WHAT YOU SHOULD DO -
Please recast the entries below as a Markdown table, starting with the first line and going on through the line containing "box: [13, 235, 786, 528]", with one row per line and blank lines left out. Use the column names Row and Line.

^^^^^^^^

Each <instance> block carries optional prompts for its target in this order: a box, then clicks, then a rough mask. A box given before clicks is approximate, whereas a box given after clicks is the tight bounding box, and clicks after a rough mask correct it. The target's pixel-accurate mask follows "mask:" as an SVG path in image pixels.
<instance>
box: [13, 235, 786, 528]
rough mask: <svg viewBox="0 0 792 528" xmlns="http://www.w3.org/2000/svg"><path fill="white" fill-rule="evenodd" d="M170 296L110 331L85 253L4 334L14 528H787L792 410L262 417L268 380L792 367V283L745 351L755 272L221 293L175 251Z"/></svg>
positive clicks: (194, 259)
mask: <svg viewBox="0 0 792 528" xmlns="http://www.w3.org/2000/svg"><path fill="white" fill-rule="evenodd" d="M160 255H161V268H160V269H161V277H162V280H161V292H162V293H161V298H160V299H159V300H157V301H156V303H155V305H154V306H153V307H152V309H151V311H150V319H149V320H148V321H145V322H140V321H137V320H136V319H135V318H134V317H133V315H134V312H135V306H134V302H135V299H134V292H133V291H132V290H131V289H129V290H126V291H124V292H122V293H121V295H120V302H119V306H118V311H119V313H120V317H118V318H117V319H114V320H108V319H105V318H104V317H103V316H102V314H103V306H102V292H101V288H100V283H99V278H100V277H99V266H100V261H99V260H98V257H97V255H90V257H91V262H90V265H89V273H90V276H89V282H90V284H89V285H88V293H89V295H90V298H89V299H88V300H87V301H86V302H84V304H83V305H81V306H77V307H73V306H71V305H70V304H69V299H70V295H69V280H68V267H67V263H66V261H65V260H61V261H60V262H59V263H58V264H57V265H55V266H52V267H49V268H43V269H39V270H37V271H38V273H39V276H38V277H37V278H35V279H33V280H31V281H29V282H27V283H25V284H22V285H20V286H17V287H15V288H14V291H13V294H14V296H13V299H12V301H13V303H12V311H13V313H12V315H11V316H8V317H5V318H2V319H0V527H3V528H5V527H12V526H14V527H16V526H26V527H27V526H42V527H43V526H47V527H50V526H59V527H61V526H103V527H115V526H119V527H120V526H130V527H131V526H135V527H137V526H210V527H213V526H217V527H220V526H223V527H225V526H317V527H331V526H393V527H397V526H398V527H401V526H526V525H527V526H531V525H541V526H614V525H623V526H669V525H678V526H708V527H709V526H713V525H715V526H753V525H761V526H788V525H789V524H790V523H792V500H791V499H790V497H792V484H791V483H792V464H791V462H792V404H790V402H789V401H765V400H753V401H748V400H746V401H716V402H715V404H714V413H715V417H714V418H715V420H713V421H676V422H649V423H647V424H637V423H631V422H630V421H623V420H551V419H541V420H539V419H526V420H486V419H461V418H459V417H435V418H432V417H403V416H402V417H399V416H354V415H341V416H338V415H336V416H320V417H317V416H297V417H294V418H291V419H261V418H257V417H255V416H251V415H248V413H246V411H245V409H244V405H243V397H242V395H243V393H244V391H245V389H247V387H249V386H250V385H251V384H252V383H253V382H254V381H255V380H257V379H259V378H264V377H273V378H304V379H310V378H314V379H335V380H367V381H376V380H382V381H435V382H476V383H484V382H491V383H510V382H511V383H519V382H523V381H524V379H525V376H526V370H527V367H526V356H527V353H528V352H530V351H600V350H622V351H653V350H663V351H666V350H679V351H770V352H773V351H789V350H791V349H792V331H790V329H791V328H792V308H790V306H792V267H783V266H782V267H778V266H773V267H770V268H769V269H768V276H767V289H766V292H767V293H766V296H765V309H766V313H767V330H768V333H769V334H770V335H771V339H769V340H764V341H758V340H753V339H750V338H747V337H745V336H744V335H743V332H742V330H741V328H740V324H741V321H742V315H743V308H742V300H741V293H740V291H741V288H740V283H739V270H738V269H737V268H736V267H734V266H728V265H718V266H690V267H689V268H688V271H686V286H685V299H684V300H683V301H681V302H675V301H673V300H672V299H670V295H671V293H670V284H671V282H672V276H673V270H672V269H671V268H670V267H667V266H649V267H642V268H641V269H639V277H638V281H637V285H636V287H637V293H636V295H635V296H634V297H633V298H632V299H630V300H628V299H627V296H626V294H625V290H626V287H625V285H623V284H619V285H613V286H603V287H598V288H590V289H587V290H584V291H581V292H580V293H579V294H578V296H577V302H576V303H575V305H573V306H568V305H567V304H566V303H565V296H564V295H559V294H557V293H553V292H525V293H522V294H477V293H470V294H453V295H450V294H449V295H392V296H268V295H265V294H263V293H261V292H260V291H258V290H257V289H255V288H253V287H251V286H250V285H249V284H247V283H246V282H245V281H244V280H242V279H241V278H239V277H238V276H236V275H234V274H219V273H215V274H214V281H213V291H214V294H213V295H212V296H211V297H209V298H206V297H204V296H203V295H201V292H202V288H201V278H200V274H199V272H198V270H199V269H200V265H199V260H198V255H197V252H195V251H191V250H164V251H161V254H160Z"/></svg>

^^^^^^^^

ANSWER TO THIS PROBLEM -
| Row | Line |
|---|---|
| 1 | Each <instance> block carries optional prompts for its target in this order: a box, then clicks, then a rough mask. A box given before clicks is approximate, whereas a box given after clicks is the tight bounding box, and clicks after a rough mask correct it. The target's pixel-accurate mask follows "mask:" as an SVG path in image pixels. |
| 2 | <instance> |
| 3 | box: [13, 235, 786, 528] |